- To do
Pick out every line in the records below that contains the word "rock" and copy each of those lines.

- Image annotation data
<<<<
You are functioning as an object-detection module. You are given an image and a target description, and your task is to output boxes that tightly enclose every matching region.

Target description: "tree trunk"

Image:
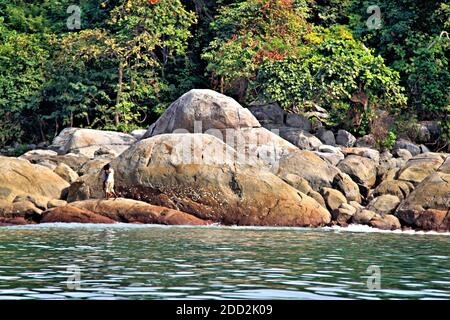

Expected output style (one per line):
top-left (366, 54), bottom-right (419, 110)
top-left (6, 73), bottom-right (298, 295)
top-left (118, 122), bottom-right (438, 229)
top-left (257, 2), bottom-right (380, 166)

top-left (114, 62), bottom-right (123, 126)
top-left (220, 77), bottom-right (224, 94)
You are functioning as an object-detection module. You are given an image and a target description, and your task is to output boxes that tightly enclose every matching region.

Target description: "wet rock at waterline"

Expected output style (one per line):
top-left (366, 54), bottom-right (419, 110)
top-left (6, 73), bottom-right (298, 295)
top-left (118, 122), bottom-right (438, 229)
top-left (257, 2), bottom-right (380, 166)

top-left (41, 198), bottom-right (210, 225)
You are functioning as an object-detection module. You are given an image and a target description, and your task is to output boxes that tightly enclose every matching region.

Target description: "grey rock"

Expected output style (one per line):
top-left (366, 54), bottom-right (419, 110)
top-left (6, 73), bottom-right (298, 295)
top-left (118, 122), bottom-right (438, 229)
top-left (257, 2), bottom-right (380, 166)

top-left (336, 130), bottom-right (356, 147)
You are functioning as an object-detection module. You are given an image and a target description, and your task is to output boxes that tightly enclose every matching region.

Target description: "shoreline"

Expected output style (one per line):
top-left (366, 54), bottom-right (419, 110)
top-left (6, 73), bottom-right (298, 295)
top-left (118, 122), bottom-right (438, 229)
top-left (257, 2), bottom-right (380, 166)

top-left (0, 222), bottom-right (450, 236)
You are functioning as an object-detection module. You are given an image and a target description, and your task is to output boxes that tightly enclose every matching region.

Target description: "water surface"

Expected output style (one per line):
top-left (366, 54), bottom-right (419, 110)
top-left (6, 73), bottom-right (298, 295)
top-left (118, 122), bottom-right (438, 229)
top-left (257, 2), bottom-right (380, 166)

top-left (0, 224), bottom-right (450, 299)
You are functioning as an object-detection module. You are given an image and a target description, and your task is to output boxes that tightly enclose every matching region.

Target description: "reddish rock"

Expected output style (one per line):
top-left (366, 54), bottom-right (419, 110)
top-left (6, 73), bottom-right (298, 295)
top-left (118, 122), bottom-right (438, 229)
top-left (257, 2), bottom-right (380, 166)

top-left (0, 217), bottom-right (30, 226)
top-left (70, 198), bottom-right (210, 225)
top-left (41, 205), bottom-right (115, 223)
>>>>
- Solution
Target description: "wet rock at waterline"
Target description: "grey rock"
Target description: "reddish rock"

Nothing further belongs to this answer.